Report how many lines in the records below hold the word "shape". Add nothing to the number.
[[ Data for analysis open ]]
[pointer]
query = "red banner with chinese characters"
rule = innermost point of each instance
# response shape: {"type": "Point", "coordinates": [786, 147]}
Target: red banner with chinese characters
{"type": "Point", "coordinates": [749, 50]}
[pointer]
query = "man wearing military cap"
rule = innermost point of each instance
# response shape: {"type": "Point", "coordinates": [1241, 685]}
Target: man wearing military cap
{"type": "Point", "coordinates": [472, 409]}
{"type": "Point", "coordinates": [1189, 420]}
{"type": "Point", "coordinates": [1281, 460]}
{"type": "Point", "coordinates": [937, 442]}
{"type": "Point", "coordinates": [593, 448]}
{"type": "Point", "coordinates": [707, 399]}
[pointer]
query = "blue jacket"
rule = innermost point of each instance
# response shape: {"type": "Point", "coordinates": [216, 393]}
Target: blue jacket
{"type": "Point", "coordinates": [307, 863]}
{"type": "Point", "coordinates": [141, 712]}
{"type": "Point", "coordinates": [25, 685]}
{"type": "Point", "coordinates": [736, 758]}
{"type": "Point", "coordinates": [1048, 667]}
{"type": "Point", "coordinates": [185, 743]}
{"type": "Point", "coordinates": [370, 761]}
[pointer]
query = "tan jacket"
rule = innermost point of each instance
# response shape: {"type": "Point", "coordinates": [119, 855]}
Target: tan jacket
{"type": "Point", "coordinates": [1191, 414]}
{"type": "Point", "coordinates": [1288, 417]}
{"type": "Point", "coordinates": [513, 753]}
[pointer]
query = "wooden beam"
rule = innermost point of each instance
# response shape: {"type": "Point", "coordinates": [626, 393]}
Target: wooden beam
[[ Data for analysis closed ]]
## Answer space
5